> _Stated goal_:
Count the lines in the items below that contain the string "face", with case counting, and reply with that number alone.

> _Data section_:
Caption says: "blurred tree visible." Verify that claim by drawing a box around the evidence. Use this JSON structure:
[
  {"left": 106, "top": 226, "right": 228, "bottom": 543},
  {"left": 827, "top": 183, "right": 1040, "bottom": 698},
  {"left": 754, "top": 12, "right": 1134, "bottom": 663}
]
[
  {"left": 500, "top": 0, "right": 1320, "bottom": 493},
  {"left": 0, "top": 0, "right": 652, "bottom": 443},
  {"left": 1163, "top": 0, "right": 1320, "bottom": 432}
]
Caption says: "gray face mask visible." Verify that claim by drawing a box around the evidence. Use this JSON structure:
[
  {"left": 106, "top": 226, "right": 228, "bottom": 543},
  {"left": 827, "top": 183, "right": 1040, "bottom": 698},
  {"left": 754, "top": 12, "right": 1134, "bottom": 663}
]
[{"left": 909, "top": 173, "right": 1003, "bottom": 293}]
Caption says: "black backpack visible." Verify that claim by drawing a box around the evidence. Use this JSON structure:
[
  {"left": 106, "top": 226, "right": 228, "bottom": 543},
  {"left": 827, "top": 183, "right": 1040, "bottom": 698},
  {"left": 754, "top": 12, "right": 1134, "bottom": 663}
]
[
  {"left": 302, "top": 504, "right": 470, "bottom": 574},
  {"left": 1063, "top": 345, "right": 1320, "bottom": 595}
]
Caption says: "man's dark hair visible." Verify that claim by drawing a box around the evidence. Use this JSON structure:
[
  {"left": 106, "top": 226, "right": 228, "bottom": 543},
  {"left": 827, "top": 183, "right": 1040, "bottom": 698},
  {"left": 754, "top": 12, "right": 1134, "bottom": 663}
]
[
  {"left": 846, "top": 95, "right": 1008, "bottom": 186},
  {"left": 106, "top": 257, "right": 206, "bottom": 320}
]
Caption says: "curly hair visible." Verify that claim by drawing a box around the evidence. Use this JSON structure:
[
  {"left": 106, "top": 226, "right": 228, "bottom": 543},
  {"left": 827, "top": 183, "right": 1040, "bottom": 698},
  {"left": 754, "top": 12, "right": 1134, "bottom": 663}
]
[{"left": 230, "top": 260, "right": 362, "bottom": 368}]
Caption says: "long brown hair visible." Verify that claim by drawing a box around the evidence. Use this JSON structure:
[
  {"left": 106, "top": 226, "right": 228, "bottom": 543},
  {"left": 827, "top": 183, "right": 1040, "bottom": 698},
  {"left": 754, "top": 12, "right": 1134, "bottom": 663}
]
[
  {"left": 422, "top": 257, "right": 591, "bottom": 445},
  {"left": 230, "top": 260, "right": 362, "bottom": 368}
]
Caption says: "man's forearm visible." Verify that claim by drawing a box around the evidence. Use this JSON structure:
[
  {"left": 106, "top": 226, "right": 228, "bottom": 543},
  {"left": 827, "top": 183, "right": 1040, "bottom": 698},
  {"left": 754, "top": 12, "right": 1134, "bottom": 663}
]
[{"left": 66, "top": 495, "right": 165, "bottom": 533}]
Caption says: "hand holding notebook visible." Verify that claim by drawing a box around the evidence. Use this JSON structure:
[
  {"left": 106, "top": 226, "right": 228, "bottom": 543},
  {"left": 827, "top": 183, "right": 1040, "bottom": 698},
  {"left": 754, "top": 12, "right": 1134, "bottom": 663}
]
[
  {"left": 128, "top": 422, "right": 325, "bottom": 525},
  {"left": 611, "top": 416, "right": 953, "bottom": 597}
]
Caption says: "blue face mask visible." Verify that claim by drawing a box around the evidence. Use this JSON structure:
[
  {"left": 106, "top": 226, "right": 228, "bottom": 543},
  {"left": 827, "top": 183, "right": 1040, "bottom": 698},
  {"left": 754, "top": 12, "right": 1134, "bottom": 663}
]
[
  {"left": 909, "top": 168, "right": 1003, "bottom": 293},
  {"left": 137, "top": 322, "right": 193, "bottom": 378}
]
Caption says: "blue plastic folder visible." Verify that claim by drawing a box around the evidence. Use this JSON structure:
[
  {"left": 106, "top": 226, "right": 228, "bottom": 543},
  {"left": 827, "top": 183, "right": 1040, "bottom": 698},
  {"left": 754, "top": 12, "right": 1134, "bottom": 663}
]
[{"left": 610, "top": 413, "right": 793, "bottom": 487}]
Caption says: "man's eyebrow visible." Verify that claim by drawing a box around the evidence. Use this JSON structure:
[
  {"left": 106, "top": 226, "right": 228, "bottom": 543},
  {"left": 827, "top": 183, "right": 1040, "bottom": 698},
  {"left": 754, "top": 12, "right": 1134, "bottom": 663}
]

> _Expected answer_:
2